[Exercise] Please rewrite everything from the start of the entries down to the line containing "308, 535, 364]]", that line included, as a numbered list with blank lines left out.

(Region labeling entries)
****************************************

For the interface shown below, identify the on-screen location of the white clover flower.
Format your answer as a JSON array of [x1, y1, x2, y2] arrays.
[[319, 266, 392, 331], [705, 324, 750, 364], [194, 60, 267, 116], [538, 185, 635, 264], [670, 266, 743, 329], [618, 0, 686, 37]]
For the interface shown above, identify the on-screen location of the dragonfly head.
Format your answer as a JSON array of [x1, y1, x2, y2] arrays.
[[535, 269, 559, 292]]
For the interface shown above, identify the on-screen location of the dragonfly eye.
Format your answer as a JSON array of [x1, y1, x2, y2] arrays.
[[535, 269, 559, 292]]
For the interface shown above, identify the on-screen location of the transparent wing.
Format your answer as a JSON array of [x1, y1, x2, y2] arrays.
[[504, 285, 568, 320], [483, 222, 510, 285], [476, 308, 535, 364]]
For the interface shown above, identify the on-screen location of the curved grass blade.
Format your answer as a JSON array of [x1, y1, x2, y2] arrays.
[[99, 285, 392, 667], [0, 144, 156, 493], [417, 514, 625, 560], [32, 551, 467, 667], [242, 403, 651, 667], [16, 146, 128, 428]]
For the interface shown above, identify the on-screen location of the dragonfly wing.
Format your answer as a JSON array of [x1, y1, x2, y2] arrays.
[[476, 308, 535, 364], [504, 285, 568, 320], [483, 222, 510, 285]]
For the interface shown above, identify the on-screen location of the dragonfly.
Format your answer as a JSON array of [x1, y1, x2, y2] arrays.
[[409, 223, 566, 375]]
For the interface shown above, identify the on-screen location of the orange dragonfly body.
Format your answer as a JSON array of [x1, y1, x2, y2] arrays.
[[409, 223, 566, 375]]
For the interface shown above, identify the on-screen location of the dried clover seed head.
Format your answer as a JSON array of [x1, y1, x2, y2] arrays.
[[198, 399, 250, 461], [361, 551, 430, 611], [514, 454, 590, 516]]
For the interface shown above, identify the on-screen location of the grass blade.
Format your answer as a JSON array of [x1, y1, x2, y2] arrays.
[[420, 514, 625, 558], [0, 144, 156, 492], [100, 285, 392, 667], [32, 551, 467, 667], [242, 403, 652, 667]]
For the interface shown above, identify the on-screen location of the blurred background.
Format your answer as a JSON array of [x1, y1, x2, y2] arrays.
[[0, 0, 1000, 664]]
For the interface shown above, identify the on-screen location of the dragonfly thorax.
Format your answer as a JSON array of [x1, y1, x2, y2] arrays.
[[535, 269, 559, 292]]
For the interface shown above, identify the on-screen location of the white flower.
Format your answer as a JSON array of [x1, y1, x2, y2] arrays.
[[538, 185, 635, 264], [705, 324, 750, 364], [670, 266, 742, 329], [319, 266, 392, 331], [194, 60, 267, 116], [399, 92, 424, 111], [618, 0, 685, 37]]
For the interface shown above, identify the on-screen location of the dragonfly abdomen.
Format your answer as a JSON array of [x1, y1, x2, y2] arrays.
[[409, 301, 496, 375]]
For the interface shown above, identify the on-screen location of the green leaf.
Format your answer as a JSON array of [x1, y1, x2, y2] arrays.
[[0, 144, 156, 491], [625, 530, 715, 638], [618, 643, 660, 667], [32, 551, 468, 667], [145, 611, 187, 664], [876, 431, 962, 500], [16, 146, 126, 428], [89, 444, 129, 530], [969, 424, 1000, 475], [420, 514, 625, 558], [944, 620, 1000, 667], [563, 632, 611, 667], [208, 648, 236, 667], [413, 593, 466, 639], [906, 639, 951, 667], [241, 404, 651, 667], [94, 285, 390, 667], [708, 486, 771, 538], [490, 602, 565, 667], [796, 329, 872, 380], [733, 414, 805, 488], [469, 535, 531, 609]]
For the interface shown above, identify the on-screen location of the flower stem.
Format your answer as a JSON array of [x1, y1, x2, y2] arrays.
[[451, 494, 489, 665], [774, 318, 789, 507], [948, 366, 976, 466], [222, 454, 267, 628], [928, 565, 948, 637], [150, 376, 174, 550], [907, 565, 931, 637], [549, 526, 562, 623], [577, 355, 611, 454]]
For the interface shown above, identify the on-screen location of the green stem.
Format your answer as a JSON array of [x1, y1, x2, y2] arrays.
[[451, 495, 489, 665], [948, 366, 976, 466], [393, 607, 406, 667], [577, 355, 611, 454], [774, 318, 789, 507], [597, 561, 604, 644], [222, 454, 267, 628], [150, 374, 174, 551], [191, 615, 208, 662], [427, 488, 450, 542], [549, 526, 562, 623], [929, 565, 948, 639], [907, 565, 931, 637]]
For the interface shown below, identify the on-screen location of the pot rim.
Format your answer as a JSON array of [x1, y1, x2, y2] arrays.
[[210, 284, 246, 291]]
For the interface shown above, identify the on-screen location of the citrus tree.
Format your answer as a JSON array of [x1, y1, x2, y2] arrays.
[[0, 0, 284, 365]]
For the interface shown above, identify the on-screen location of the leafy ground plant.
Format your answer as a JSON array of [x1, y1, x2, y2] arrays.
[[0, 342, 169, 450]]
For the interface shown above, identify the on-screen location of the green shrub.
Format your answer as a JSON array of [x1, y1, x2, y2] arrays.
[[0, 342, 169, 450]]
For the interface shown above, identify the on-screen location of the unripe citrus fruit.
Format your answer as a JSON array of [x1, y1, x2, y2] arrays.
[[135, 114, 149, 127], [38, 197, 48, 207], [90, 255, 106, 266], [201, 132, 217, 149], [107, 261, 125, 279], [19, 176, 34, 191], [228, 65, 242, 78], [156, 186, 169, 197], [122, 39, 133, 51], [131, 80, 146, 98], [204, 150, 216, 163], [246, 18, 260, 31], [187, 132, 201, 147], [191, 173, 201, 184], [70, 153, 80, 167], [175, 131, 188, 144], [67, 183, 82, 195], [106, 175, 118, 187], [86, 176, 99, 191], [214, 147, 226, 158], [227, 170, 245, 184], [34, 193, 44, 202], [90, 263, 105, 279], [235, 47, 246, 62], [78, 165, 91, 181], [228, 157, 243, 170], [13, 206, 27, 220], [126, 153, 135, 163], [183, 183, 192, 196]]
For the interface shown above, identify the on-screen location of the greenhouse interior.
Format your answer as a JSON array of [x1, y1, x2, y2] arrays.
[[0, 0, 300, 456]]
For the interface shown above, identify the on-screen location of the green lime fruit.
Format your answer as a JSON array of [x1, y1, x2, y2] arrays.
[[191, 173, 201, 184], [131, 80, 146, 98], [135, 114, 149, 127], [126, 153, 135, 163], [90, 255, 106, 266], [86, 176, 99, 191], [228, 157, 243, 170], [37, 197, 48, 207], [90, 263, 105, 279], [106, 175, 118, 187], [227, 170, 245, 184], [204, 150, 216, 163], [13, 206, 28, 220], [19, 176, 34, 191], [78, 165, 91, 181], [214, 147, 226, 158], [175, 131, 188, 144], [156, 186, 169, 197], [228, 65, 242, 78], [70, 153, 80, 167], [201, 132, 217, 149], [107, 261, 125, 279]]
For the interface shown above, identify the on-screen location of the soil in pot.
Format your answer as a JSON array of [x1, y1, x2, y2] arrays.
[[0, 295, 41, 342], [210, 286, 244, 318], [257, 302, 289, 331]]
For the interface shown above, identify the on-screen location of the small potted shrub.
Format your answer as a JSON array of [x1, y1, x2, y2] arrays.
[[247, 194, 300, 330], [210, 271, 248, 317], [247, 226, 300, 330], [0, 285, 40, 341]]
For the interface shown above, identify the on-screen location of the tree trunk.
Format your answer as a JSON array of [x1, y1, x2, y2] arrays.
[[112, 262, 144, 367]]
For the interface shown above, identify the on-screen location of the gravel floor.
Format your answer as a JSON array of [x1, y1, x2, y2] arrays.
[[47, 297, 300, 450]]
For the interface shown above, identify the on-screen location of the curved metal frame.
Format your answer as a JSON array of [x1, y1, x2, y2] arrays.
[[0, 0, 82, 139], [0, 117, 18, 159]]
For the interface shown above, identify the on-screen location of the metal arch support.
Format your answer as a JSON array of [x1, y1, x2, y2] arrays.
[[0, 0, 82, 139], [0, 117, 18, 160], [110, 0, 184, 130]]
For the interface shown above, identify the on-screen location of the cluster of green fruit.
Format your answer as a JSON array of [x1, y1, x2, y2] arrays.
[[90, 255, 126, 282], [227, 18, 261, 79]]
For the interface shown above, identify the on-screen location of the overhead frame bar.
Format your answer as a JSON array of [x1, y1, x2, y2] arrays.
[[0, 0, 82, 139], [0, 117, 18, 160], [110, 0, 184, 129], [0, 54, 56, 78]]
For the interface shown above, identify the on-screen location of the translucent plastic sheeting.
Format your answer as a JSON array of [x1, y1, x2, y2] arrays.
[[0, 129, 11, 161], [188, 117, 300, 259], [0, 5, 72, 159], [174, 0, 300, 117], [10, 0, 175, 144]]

****************************************

[Written solution]
1. For the interface shown below, identify the on-screen location of the white clover flower.
2. Format your answer as a JSON array of [x1, y1, x2, y2] arrays.
3. [[319, 266, 392, 331], [705, 324, 750, 364], [194, 60, 267, 116], [538, 185, 635, 264], [670, 266, 743, 329], [618, 0, 686, 37]]
4. For the interface shown above, identify the on-screen location of the dragonfly head.
5. Format your answer as a JSON array of [x1, y1, x2, y2] arrays.
6. [[535, 269, 559, 292]]
7. For the interface shown above, identify the on-screen location of the dragonfly eye.
8. Format your answer as a JSON array of [x1, y1, x2, y2] arrays.
9. [[535, 269, 559, 292]]
10. For the interface shown above, identify the on-screen location of the transparent wing.
11. Format your answer as a JSON array of [x1, y1, x2, y2] arrays.
12. [[504, 285, 568, 320], [483, 222, 510, 285], [476, 308, 535, 364]]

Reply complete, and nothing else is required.